**Actions to take:**
A. Can you retype the essay on hair, word for word, from "With Intersectionality ascending" to "in their brains."?
B. How might the essay on hair go on? Write what follows its final sentence.

With Intersectionality ascending to an unquestionable dogma lately, the establishment press has come to believe that it is immensely important to find out what young women of color have on their minds. They must have come up with some incredibly great ideas during their 400 years of marginalization.
So, the media have increasingly turned over their platforms to young women of color.
And what messages do they have for us?
After having read hundreds of their op-eds and the like over the past few years, I’ve discovered that the No. 1 topic young woman-of-color journalists want us to listen to them talk about is…their hair.
They definitely have a lot to say about their hair.
Why?
Well, first of all, because they are young women. Looking nice is very important to young ladies and it takes up a lot of space in their brains.
Second, due to the decline in prestige of white men, with their tiresome science and rationality, older ways of thinking are growing in influence. And hair plays an important role in Haitian voodoo and Southern hoodoo magic. A guide to voodoo explains:
Using human hair and/or the finger nails of the intended love interest aids in the creation of a powerful love spell. With such objects voodoo dolls can be created to help one fall in love with another.
Third, although we are constantly lectured that race does not exist, that race is a social construct rather than a biological fact, in truth, race is as visible as the hair on your head.
Racial integration exposes black women to competition in the sexual marketplace with women from races with longer, silkier hair that tends to be more attractive to men.
Why do men generally prefer longer hair on women? Whether or not women can naturally grow their hair longer than men on average seems to be a question in dispute. The only hair-growing experiment I’ve ever seen referenced found that women, on average, could grow hair twelve inches longer than men could before it started to fall out. So perhaps long hair is a secondary sex characteristic? But the facts remain murky and little-studied.
Anyway, very few cultures in the world encourage their men to grow their hair longer than their women. The only two I can think of offhand are the Rastafarians of Jamaica and the Maasai of Kenya, both of whom favor dreadlocks, thick for Rasta men, thin for Maasai warriors.

Referring-expression pointing data:

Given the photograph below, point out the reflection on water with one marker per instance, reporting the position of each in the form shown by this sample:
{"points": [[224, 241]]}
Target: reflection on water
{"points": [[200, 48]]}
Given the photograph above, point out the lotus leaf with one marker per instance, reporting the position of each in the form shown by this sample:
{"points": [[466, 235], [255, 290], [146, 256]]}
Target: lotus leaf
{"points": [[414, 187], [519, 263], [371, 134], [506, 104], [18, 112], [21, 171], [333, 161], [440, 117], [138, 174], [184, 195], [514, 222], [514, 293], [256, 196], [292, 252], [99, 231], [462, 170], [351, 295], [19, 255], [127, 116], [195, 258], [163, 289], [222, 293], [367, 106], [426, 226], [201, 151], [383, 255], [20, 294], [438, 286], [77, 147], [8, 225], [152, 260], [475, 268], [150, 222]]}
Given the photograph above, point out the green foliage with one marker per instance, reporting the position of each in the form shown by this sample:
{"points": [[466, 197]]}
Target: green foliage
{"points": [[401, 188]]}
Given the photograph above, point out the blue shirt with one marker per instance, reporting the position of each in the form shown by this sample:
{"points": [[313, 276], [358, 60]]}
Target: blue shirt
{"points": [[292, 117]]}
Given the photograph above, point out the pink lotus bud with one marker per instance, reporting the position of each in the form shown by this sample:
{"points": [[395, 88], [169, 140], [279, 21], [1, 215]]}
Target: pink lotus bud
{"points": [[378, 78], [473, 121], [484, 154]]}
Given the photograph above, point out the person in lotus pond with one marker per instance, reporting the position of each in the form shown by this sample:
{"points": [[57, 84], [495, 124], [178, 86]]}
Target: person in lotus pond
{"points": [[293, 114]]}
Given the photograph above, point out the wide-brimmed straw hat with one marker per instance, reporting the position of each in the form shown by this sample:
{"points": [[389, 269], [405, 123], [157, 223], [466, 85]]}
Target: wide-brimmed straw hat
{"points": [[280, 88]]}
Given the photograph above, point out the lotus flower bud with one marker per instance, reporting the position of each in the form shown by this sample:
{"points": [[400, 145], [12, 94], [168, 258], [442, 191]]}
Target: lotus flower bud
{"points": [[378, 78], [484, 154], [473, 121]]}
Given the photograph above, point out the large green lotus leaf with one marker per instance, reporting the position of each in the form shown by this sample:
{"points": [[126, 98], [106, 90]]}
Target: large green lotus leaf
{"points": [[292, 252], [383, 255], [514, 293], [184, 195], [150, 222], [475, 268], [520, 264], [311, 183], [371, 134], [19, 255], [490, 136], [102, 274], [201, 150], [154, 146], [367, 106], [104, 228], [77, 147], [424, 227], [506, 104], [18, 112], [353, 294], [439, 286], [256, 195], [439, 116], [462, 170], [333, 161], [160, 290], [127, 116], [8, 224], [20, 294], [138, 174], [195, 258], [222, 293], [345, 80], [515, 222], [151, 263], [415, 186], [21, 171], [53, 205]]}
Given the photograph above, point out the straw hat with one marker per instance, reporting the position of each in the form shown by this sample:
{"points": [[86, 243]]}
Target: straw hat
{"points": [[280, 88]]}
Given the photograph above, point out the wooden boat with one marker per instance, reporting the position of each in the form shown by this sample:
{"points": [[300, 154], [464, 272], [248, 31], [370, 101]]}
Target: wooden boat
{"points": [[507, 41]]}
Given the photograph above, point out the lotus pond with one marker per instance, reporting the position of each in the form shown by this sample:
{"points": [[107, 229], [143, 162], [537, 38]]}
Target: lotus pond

**Answers to the exercise:**
A.
With Intersectionality ascending to an unquestionable dogma lately, the establishment press has come to believe that it is immensely important to find out what young women of color have on their minds. They must have come up with some incredibly great ideas during their 400 years of marginalization.
So, the media have increasingly turned over their platforms to young women of color.
And what messages do they have for us?
After having read hundreds of their op-eds and the like over the past few years, I’ve discovered that the No. 1 topic young woman-of-color journalists want us to listen to them talk about is…their hair.
They definitely have a lot to say about their hair.
Why?
Well, first of all, because they are young women. Looking nice is very important to young ladies and it takes up a lot of space in their brains.

B.
Not surprisingly, this racial difference in hair is difficult for African-American females to deal with, both pragmatically and psychologically. For an insightful, sympathetic introduction to what black women put themselves through to socially construct more attractive hair for themselves, see comedian Chris Rock’s documentary Good Hair.
Fourth, young woman-of-color journalists have been to college, where they are lectured that, as the late Michel Foucault is assumed to have proved, everything is a social construct. If you control the discourse, you have power, and if you have power, you will naturally want to control the discourse.
Why not, then, use power to “change the conversation” to propagandize people into finding black women’s hair better-looking than that of their racial rivals?
After all, the fashion-industrial complex is constantly socially engineering changes in what women think they need to look like. With enough power, woman-of-color journalists reason, we can change the discourse enough that men will truly feel that black women’s hair is best.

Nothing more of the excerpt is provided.